<<<<

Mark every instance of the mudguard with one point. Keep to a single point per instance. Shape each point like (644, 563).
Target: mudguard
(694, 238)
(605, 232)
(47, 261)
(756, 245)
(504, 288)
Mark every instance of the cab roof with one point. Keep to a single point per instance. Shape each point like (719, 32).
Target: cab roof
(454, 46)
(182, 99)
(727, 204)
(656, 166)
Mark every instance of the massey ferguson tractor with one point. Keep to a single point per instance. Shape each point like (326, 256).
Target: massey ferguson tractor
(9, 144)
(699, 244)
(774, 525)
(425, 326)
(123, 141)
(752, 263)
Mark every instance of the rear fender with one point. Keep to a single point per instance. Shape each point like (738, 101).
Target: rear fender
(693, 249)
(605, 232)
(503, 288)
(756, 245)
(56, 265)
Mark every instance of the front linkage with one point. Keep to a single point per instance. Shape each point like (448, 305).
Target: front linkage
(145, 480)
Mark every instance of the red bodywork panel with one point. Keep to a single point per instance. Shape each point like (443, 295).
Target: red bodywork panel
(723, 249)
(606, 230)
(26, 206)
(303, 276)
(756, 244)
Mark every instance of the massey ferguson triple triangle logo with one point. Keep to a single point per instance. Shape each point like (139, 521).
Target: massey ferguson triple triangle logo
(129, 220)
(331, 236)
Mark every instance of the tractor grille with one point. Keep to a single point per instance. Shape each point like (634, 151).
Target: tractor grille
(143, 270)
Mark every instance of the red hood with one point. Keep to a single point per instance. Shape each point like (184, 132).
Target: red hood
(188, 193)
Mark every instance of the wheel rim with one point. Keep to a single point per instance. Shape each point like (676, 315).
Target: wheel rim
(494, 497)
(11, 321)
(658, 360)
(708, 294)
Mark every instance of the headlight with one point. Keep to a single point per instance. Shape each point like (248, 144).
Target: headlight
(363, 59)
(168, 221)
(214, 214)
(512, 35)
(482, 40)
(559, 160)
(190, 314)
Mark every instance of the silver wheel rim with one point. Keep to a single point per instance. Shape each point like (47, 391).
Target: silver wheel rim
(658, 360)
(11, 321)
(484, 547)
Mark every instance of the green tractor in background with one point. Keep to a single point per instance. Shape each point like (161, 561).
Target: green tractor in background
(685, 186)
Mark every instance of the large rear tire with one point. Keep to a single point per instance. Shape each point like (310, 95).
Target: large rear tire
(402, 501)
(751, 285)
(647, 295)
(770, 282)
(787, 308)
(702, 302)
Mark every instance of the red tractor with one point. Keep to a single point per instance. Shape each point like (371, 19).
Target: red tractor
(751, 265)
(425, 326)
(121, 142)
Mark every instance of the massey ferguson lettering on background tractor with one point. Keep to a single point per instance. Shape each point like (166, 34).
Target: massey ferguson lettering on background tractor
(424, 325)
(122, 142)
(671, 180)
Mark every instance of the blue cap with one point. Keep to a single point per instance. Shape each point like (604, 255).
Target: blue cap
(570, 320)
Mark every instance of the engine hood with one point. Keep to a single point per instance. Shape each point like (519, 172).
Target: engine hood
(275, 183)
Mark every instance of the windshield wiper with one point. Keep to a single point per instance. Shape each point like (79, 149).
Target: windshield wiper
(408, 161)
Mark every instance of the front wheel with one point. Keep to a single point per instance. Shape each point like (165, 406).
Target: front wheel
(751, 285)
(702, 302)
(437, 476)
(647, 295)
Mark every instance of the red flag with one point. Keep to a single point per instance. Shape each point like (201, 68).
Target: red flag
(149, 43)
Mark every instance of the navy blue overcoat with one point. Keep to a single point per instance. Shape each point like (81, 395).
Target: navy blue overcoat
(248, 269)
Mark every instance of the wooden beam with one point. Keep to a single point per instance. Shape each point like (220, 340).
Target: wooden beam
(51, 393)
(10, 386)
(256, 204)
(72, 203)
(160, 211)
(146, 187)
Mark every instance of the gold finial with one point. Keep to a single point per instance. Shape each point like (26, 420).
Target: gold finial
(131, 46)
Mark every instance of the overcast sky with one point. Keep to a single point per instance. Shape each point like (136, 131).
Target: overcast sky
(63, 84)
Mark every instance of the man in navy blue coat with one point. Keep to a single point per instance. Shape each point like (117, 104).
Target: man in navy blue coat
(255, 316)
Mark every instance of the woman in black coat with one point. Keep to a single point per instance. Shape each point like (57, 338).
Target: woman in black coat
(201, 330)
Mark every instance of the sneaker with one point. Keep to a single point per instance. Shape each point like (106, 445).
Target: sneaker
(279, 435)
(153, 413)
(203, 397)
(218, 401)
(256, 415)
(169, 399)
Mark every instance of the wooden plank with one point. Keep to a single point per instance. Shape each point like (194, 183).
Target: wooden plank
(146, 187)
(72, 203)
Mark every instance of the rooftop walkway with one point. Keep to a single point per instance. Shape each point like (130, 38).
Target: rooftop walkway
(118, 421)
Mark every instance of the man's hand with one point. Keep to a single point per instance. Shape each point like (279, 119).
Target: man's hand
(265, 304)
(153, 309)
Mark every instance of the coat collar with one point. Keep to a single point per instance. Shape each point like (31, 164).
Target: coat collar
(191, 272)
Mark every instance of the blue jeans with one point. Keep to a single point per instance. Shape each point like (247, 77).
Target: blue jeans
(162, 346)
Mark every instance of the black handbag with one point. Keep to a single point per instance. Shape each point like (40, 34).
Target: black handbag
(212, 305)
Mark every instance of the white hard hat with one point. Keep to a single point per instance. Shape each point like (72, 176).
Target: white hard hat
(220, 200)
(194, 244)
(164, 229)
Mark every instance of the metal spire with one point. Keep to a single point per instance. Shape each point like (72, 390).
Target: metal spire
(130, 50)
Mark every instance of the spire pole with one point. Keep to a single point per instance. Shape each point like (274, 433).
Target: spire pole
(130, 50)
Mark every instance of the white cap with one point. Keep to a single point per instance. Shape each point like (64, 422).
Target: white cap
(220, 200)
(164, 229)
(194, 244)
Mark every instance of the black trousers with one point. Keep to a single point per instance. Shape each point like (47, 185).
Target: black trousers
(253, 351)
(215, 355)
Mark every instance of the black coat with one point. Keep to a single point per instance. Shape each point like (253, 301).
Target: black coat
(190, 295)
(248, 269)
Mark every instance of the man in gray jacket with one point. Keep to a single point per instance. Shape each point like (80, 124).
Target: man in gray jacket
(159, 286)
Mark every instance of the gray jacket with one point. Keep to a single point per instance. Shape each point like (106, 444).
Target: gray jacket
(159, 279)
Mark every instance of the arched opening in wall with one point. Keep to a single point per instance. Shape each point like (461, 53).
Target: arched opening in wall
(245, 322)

>>>>
<<<<

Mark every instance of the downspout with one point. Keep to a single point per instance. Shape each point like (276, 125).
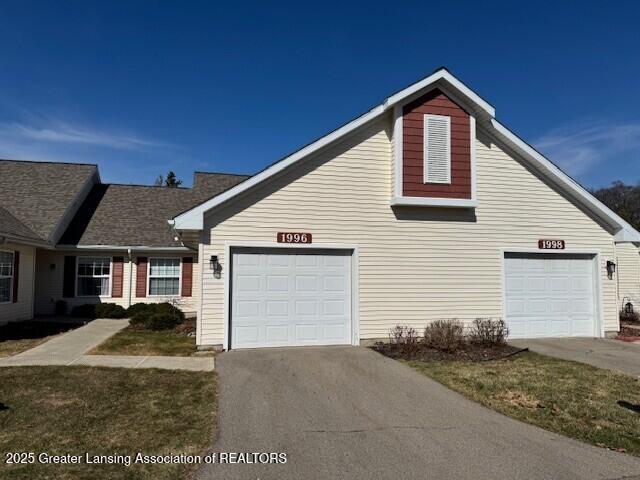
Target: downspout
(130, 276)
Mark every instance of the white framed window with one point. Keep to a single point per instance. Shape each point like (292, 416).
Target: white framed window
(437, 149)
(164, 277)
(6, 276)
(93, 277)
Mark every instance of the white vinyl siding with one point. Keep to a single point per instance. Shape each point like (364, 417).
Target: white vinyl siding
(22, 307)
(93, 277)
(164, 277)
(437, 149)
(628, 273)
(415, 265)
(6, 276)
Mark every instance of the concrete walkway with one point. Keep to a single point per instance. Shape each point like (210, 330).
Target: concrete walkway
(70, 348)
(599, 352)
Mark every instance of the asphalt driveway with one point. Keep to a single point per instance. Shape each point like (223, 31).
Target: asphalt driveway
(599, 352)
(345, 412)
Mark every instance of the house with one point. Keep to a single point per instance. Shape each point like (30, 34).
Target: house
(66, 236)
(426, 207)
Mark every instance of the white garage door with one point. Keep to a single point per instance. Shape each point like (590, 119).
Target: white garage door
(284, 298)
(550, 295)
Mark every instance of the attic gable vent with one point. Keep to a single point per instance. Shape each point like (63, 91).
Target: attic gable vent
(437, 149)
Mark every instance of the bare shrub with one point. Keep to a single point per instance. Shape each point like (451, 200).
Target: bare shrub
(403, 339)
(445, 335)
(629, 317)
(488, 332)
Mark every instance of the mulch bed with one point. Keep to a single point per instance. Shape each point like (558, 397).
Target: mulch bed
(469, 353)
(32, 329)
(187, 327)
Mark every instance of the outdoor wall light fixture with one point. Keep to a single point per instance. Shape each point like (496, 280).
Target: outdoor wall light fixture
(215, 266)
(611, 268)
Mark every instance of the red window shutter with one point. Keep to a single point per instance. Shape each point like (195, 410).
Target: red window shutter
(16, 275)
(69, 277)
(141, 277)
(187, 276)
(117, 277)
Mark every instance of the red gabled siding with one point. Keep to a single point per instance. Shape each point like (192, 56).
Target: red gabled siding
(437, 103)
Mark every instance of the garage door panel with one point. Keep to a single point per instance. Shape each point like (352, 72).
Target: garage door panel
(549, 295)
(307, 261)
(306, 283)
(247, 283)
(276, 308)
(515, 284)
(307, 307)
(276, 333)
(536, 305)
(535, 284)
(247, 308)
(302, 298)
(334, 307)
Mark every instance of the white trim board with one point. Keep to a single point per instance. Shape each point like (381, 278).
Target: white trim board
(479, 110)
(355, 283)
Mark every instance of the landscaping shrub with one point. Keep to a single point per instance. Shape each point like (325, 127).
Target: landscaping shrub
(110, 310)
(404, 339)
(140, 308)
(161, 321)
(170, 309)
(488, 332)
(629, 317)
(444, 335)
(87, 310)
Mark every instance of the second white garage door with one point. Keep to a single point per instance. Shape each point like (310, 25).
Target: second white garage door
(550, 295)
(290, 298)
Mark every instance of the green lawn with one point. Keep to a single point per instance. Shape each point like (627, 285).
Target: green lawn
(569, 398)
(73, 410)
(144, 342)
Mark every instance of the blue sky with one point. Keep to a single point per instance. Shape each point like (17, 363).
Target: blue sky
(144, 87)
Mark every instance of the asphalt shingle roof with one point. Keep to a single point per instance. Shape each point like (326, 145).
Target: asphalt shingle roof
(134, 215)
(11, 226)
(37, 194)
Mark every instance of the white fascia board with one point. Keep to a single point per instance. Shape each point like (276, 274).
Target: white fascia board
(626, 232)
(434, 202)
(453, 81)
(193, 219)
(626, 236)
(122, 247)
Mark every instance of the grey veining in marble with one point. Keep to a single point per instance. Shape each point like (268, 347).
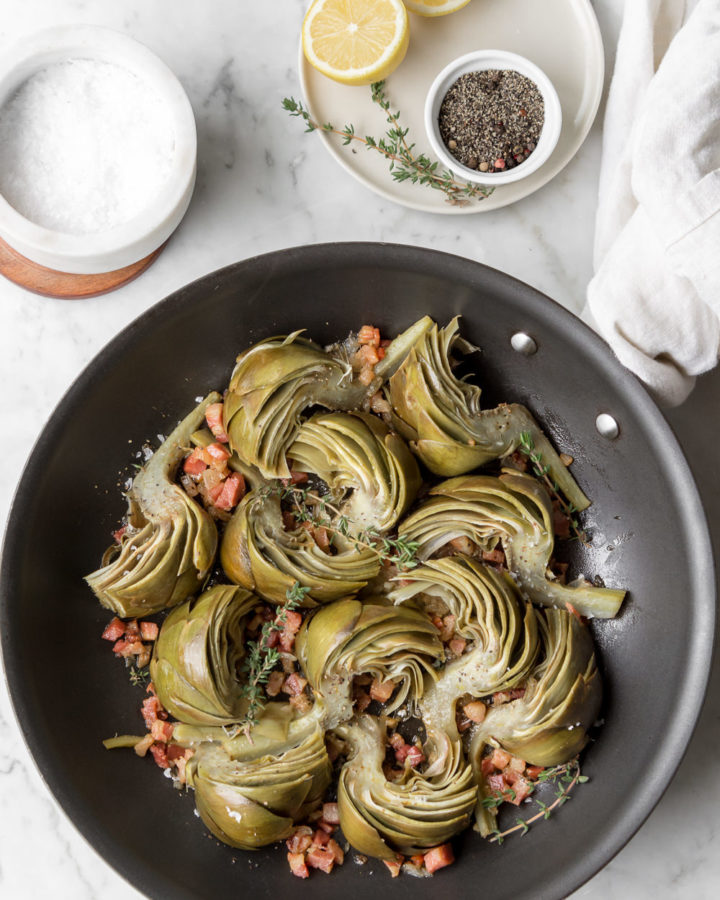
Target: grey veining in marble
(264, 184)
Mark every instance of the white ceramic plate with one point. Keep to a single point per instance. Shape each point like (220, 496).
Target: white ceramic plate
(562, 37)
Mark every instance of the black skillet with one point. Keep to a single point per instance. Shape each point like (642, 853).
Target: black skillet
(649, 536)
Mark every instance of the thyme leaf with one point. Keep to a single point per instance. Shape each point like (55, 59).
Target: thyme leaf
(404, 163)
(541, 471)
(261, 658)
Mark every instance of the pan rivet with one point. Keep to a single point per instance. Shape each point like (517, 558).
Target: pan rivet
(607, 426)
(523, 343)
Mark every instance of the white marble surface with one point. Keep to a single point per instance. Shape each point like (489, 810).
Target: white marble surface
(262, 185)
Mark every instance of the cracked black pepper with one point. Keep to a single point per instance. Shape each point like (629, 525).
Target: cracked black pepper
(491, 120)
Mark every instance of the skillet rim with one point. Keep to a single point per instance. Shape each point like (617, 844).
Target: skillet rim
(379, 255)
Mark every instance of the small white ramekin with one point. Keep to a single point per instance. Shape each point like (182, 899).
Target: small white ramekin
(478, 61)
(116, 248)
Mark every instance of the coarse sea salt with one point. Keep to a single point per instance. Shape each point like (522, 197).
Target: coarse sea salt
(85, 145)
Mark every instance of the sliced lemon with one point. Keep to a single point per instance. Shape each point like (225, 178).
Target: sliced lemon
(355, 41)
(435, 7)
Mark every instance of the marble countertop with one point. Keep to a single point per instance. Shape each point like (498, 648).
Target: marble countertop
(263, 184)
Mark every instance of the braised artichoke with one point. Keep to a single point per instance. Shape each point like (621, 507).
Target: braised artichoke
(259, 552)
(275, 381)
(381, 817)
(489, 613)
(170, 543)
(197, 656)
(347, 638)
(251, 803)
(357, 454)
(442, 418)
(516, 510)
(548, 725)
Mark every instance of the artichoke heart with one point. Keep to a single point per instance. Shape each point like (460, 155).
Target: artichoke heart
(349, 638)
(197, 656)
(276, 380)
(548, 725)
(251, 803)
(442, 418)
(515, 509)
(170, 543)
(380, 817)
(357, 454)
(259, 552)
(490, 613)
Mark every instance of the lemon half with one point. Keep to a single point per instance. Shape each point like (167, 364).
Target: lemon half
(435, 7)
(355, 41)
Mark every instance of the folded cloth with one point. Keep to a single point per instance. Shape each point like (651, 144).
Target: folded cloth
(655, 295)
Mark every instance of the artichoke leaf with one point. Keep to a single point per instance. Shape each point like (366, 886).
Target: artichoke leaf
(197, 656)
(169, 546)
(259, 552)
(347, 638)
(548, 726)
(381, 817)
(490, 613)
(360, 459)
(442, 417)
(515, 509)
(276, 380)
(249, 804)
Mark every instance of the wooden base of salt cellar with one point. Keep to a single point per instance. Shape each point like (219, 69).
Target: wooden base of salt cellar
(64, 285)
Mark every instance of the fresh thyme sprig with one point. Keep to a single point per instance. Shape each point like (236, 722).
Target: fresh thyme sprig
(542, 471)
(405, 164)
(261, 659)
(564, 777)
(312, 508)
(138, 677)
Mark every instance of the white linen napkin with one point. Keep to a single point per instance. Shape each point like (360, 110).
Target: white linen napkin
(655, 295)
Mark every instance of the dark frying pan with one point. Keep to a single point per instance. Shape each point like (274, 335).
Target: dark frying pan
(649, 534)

>>>>

**WORK TO DO:** Report each line of the material above that contains the string "second". Letter case counts.

**PROBLEM SOLUTION:**
Mark every instance of the second white garage door with one point. Keep to a single point per instance. Shape each point like (310, 25).
Target: second white garage door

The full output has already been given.